TRY IT: Once you find the line that contains "house. Tag each instance with a single point.", write out that line and every line after it to the end of the records, exactly and with nothing else.
◆ ◆ ◆ ◆
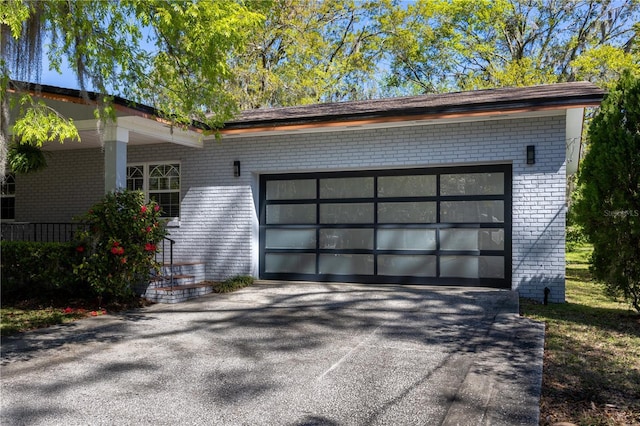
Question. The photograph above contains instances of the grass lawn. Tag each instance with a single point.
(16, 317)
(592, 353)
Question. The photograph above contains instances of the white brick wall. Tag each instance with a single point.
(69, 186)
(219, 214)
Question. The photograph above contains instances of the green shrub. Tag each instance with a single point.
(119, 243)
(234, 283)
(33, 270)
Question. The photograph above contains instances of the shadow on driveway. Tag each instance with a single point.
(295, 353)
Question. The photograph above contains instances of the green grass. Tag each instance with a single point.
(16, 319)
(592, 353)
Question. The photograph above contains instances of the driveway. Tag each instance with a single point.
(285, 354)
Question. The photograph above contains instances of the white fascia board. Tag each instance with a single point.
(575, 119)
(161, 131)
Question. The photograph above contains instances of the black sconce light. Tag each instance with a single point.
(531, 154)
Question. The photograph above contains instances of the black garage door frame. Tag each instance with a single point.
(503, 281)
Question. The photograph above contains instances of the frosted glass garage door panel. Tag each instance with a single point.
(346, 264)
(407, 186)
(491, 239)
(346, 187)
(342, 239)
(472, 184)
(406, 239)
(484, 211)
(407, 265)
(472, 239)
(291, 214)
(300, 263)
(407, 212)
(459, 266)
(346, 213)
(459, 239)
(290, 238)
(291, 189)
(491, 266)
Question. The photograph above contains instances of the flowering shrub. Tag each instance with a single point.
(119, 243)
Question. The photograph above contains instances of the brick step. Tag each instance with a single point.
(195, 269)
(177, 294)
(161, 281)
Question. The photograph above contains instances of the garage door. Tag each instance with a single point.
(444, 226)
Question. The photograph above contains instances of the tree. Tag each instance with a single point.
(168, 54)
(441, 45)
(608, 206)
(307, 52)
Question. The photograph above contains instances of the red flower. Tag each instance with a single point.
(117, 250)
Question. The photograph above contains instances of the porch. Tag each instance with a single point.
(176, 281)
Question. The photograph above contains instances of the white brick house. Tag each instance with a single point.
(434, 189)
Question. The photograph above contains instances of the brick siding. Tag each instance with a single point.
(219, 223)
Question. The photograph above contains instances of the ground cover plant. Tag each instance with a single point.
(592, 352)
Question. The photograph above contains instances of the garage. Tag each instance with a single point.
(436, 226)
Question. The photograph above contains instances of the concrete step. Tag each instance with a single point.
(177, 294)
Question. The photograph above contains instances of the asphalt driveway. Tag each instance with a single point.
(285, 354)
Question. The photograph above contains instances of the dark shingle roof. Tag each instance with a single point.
◆ ◆ ◆ ◆
ANSWER SECTION:
Question. The photograph above contains instances of the white brick house. Tag each instance with a single point.
(434, 189)
Question. The photograph above contains instances of the brick siding. Tag each instance with a single point.
(219, 223)
Question. The photograph above contains instances of the ground cover plant. Tag each instance with a single point.
(592, 352)
Question. The photograph above contains instances of the garage. Tag each instance with a single point.
(436, 226)
Question. The photograph above contains instances of the concrete step. Tag each instance with a single point.
(177, 294)
Question. The photograph above contains instances of the asphalt driveway. Tag each instance with a single point.
(285, 354)
Question. The photograph above contains instances of the dark shingle roof. Tag each instance with a single point.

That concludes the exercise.